═══ EXTRACTED RECORDS

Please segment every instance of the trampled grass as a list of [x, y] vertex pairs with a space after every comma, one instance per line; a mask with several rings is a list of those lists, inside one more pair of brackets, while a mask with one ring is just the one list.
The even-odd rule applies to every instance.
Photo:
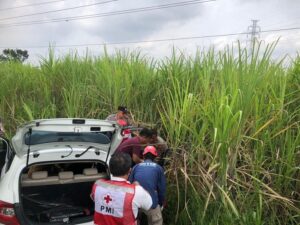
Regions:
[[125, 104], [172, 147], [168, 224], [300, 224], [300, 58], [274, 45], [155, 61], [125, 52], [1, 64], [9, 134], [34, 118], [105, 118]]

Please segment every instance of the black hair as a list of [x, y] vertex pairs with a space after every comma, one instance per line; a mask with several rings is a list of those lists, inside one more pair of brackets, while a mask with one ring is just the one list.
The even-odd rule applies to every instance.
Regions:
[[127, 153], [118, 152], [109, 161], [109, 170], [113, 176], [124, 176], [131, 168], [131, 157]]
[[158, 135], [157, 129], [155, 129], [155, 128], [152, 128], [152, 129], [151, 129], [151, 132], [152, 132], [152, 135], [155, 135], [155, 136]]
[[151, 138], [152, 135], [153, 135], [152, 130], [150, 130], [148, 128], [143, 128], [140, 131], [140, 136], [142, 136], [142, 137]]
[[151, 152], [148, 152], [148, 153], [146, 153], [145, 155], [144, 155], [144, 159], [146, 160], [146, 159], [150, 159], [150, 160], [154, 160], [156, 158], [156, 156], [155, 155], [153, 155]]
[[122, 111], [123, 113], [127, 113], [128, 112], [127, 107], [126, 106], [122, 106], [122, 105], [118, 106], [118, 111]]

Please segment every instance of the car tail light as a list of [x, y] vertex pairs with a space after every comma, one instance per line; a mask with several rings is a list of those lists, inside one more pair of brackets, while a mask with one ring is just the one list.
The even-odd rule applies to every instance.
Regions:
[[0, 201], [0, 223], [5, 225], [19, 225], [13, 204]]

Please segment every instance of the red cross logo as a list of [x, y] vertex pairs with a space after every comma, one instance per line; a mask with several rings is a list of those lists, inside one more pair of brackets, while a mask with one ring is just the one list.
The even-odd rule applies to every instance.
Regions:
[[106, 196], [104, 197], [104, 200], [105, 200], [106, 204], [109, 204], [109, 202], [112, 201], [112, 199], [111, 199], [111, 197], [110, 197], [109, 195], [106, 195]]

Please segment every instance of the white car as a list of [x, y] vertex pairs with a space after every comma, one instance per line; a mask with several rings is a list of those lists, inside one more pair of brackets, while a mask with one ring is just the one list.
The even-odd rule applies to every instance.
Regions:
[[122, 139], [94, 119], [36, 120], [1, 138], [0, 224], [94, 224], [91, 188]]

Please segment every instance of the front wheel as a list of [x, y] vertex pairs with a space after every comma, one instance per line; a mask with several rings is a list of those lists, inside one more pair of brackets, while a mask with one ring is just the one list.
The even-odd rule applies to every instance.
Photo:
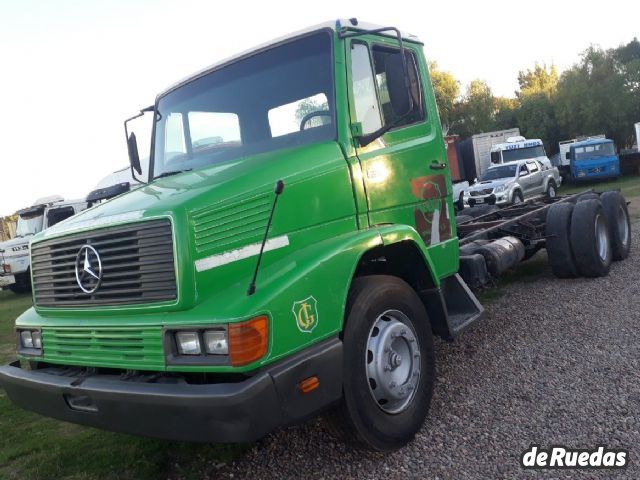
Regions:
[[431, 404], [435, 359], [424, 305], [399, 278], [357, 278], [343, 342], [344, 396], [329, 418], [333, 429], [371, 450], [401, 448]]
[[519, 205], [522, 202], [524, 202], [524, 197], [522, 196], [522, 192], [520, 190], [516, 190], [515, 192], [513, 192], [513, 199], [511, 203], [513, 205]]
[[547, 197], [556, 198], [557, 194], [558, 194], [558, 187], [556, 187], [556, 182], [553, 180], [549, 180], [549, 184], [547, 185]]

══════
═══ EXTRACTED RECORDS

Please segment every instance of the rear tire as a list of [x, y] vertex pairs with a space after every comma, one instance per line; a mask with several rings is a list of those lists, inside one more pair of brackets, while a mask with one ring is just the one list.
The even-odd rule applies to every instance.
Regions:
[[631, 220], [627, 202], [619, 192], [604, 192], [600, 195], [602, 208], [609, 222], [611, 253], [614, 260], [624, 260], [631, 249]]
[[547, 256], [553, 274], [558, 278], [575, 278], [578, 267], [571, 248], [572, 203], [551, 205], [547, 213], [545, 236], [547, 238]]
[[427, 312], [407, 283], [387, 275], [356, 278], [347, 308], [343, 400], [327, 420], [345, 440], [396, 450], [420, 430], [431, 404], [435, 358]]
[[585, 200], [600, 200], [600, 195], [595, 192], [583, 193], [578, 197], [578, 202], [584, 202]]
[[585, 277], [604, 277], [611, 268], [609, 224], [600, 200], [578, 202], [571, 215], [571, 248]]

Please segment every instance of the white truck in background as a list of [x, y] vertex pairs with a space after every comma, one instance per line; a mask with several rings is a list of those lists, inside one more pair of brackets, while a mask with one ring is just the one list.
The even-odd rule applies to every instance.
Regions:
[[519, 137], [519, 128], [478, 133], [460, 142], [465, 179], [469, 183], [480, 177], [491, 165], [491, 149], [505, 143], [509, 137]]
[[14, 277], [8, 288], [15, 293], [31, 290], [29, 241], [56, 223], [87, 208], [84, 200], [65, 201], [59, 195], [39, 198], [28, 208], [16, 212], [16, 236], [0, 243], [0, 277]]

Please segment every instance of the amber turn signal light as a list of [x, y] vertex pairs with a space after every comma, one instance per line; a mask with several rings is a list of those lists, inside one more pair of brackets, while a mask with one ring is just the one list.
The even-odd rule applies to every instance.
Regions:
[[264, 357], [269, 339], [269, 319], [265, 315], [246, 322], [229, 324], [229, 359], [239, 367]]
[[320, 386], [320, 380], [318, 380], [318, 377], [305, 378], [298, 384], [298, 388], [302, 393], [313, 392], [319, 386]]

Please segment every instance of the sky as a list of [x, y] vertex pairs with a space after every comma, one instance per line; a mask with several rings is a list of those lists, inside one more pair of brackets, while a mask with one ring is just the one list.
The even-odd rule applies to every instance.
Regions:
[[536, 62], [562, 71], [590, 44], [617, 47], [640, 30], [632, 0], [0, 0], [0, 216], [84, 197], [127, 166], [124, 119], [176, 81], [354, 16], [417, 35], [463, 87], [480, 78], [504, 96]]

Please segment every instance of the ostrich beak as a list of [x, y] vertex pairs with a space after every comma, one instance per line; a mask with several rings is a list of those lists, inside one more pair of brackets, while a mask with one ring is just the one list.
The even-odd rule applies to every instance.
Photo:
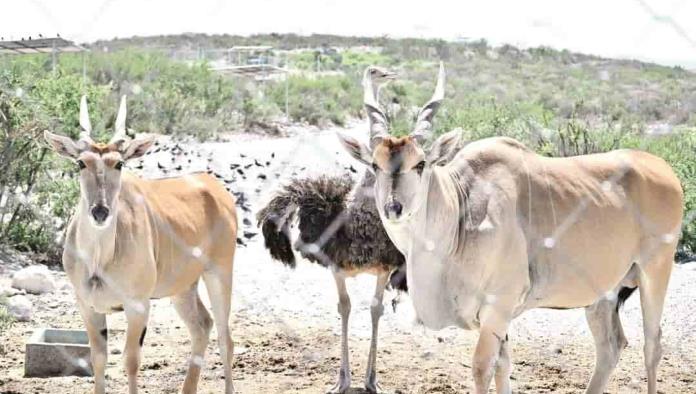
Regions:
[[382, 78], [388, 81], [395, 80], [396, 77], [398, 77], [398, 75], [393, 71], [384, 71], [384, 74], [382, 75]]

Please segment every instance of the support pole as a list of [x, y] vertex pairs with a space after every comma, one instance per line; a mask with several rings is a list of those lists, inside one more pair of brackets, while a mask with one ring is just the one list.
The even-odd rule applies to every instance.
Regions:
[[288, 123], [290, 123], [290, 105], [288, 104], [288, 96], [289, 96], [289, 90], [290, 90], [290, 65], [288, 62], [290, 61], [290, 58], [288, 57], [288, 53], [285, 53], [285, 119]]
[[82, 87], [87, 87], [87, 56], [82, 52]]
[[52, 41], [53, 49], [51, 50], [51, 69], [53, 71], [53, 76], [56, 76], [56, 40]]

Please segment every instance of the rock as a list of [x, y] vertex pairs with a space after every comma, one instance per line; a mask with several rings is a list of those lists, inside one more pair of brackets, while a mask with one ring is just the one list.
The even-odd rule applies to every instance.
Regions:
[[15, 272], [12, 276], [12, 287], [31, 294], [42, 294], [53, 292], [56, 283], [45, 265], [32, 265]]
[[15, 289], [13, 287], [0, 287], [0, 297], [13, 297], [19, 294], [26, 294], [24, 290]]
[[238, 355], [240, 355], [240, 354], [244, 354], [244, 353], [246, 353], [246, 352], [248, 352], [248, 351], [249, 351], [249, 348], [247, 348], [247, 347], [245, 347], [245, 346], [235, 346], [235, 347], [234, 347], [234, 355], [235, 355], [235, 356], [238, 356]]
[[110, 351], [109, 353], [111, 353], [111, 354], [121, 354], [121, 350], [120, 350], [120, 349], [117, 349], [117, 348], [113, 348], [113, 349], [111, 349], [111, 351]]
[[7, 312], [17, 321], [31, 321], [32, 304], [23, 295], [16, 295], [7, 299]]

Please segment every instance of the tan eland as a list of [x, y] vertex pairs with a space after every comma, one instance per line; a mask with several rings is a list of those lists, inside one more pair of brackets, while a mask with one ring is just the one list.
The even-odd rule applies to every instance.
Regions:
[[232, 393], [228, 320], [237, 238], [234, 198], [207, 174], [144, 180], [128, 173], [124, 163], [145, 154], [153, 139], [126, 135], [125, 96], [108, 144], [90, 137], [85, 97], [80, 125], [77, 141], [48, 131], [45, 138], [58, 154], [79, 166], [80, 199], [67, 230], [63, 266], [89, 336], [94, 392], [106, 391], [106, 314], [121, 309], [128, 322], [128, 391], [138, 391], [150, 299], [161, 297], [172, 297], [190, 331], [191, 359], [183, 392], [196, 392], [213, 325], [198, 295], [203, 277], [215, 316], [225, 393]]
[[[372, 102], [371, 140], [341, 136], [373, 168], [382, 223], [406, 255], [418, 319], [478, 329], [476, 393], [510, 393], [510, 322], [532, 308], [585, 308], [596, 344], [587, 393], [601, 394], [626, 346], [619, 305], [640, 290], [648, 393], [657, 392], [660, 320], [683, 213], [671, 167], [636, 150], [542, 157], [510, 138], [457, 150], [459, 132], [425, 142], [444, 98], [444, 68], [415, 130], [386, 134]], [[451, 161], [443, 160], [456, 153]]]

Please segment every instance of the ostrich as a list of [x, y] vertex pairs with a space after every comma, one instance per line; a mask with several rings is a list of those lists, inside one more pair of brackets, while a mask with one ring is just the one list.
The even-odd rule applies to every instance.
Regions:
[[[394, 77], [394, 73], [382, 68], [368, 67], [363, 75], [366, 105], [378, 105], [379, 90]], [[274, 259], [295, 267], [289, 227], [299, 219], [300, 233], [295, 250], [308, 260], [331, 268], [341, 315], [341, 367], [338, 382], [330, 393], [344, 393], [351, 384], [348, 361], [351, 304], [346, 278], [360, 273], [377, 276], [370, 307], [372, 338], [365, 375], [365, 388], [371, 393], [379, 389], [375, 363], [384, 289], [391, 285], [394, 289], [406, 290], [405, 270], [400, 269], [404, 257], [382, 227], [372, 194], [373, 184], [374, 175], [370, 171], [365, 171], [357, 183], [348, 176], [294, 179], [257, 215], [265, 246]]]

══════

### [ASSIGNED TASK]
Show, from the material above, each line that includes the string "ostrich".

### [EXERCISE RESPONSE]
Please segment every instance of the ostrich beak as a list of [x, y] vertex pairs with a space after every comma, one instance per line; a mask with several rings is a list of those lists, inside one more pair of brackets, while a mask with one ring is just the one list.
Please segment every instance of the ostrich as a list of [x, y] vertex pairs with a space after every comma, one instance per line; a mask with several rings is a list of those lists, inside one more pair of brackets, while a mask with one ring is just the one list.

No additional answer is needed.